__Work task__: From the first line to the last, restate the material word for word, omitting pictures.

__Source data__:

--- --- ---

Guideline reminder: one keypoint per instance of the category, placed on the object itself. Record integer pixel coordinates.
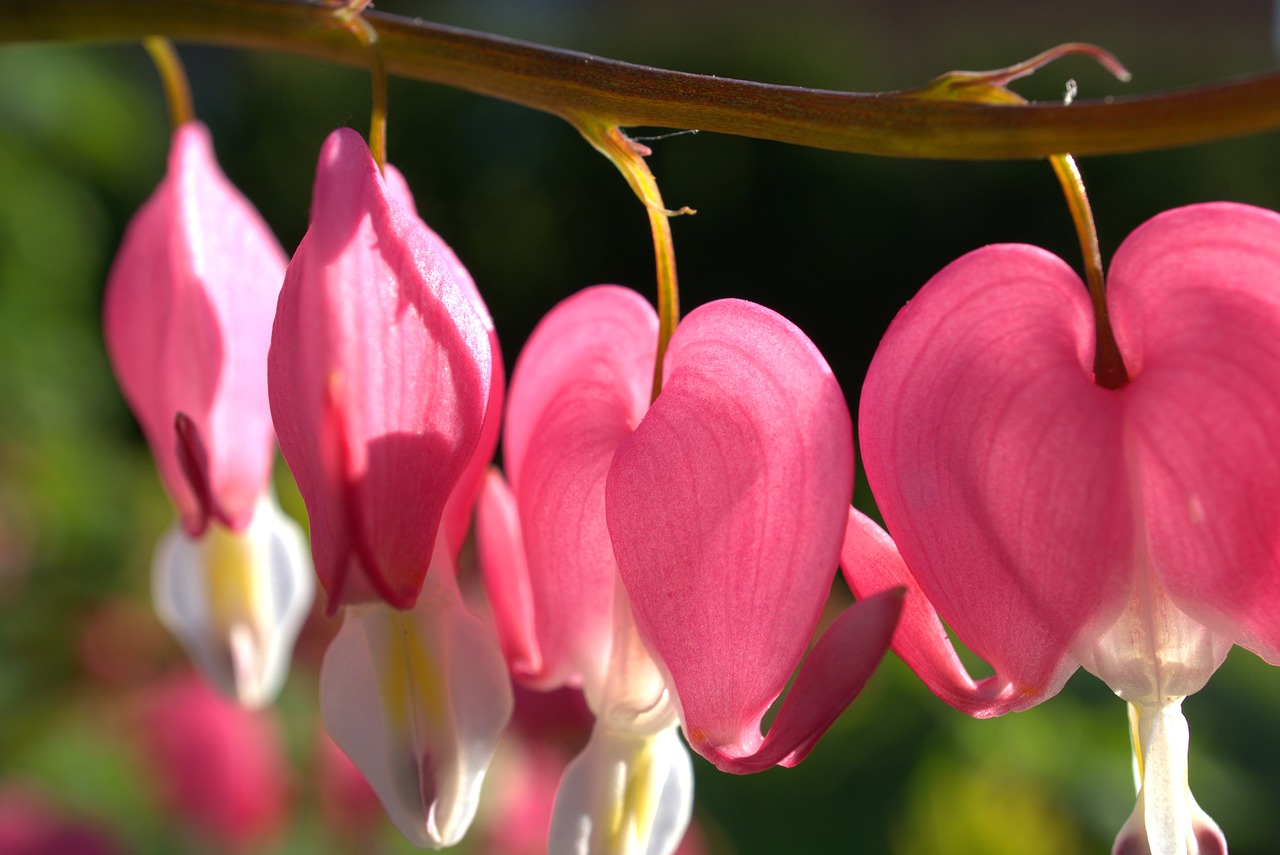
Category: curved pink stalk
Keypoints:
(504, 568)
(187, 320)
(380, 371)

--- --- ---

__Reply to the exercise__:
Guideline reminder: one keypoint per instance of the category, placed on the object itself. Record integer pixel coordinates.
Category: curved pink stalk
Keypoints:
(504, 568)
(187, 320)
(380, 371)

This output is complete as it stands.